Object detection data:

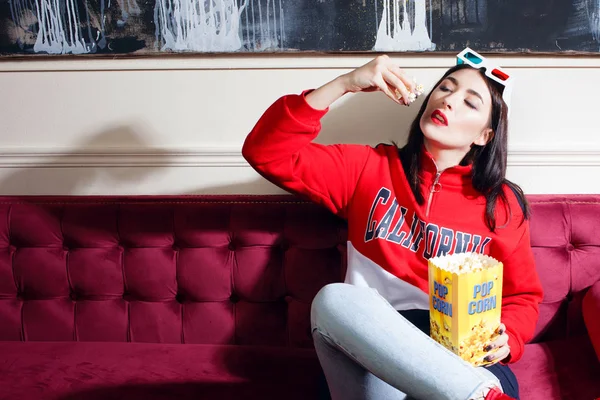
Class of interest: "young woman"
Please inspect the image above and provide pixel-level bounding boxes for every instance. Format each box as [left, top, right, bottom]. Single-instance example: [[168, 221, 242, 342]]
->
[[242, 50, 542, 400]]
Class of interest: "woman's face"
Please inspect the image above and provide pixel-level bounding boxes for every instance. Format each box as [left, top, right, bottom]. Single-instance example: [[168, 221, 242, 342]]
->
[[419, 68, 493, 154]]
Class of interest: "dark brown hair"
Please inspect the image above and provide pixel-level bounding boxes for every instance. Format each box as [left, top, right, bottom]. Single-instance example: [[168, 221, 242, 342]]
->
[[398, 64, 530, 232]]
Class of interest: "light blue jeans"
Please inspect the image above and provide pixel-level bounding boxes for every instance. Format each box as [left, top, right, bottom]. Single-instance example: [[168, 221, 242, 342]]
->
[[311, 283, 501, 400]]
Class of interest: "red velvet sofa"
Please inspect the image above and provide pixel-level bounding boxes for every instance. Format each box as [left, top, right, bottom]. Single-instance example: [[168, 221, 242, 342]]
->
[[0, 196, 600, 400]]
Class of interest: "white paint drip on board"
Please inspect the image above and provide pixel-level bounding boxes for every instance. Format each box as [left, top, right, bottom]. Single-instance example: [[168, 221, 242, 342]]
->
[[373, 0, 435, 51], [33, 0, 91, 54], [154, 0, 247, 52]]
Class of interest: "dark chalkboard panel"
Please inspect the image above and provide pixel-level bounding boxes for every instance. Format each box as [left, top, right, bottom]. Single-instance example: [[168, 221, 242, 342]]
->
[[0, 0, 600, 56]]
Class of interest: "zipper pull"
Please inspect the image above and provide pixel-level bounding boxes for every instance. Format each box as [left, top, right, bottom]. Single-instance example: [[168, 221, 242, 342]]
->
[[425, 171, 442, 217]]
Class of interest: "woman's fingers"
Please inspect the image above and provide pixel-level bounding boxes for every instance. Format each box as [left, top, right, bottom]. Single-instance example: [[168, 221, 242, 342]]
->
[[381, 69, 411, 105], [484, 346, 510, 363], [486, 333, 508, 351], [375, 75, 404, 104], [390, 64, 417, 93]]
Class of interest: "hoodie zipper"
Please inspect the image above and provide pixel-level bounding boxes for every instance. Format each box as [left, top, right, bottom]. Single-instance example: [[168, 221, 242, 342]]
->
[[425, 171, 444, 217]]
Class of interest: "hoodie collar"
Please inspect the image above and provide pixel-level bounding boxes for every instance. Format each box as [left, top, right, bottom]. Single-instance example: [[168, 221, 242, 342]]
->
[[419, 146, 473, 186]]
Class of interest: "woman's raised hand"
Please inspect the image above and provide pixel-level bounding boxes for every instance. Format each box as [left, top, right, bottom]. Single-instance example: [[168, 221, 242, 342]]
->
[[341, 54, 422, 105]]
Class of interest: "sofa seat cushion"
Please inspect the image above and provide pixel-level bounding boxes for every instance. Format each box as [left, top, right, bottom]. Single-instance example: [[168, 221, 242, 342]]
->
[[0, 342, 319, 400], [511, 336, 600, 400]]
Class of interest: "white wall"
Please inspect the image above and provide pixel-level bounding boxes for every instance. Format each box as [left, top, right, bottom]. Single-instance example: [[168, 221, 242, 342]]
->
[[0, 54, 600, 194]]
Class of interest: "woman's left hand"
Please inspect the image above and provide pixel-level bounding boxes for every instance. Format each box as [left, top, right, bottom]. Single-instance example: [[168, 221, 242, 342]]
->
[[484, 324, 510, 364]]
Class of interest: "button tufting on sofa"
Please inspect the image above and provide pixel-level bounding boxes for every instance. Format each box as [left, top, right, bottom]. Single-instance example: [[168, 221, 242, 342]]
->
[[0, 196, 600, 400]]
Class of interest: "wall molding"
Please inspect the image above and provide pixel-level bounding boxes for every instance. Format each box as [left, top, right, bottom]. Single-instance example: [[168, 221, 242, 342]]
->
[[0, 144, 600, 168], [0, 53, 600, 73]]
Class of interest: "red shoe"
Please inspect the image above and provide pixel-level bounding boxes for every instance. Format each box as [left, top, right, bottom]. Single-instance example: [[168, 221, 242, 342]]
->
[[485, 388, 515, 400]]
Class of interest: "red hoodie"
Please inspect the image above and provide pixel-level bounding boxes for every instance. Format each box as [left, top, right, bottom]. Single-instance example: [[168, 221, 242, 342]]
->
[[242, 91, 542, 362]]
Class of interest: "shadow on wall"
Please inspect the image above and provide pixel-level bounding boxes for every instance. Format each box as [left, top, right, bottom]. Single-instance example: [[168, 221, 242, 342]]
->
[[0, 92, 422, 195], [187, 92, 425, 194], [0, 125, 161, 195]]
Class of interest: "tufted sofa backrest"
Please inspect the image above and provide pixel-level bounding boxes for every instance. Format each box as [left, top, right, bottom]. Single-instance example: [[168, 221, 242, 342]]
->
[[0, 196, 600, 347], [528, 195, 600, 341]]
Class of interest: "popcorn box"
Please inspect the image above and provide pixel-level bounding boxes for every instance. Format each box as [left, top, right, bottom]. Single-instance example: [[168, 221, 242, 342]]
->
[[428, 253, 503, 366]]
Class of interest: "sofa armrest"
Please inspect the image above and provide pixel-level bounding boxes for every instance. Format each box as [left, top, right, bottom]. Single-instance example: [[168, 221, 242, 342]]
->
[[583, 281, 600, 361]]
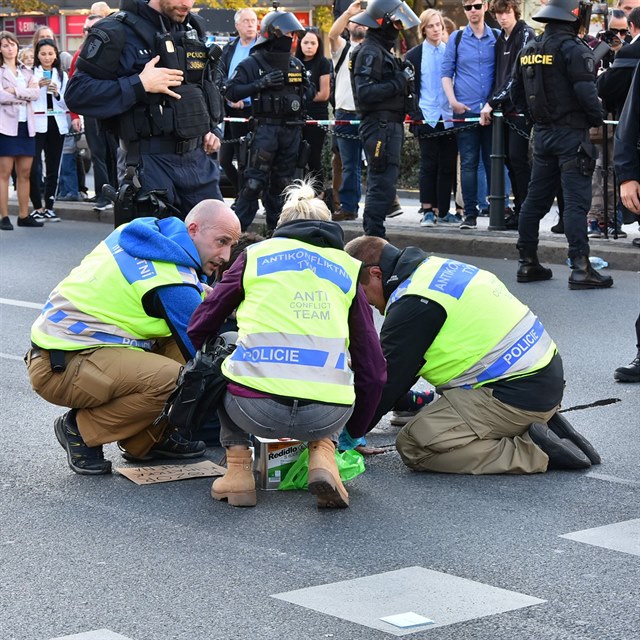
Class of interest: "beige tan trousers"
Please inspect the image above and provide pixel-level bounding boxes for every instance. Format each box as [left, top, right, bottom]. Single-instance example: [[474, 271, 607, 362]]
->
[[26, 340, 184, 447], [396, 388, 557, 474]]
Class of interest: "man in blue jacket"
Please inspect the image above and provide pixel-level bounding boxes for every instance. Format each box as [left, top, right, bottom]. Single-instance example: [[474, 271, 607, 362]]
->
[[25, 200, 240, 475]]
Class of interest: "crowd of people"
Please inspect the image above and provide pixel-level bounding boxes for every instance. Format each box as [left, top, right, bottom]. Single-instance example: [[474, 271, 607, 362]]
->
[[0, 0, 640, 508]]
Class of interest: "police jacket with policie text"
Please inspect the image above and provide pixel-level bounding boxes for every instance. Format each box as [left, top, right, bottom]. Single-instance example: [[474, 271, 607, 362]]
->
[[511, 23, 602, 129], [189, 220, 386, 438], [65, 0, 222, 141], [225, 46, 314, 120], [31, 218, 203, 358], [369, 245, 564, 429], [349, 29, 409, 122]]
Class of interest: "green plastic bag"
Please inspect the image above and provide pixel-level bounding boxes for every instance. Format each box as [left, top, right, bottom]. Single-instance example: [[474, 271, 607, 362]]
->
[[278, 449, 364, 491]]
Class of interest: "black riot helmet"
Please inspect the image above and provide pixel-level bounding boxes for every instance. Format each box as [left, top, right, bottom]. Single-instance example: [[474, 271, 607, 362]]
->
[[256, 10, 304, 45], [532, 0, 591, 26], [351, 0, 420, 29]]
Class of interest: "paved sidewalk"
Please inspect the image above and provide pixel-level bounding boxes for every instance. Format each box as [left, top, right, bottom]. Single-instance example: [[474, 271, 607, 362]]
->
[[9, 191, 640, 271]]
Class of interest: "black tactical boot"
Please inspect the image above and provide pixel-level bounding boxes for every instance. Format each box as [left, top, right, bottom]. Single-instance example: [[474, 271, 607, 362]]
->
[[613, 351, 640, 382], [569, 256, 613, 289], [516, 248, 553, 282], [529, 422, 591, 469], [547, 412, 601, 464]]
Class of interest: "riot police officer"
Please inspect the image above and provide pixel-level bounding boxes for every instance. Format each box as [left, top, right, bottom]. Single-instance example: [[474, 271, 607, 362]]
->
[[512, 0, 613, 289], [225, 10, 315, 231], [65, 0, 222, 222], [350, 0, 420, 238]]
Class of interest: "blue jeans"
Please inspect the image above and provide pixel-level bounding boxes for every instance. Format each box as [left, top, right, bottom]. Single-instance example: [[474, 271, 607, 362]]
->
[[454, 113, 492, 218], [334, 109, 362, 213], [218, 392, 353, 447]]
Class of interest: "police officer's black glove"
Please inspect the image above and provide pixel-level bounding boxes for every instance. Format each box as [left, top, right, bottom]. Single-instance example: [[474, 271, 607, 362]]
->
[[253, 69, 284, 91], [393, 71, 409, 93]]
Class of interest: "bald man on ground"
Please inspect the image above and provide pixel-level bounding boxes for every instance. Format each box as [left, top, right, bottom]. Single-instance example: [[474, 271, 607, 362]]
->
[[25, 200, 240, 475]]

Exercise: Count the lines in the records above that contain the word "jeans", and reply with the number alone.

Solution to this exercise: 2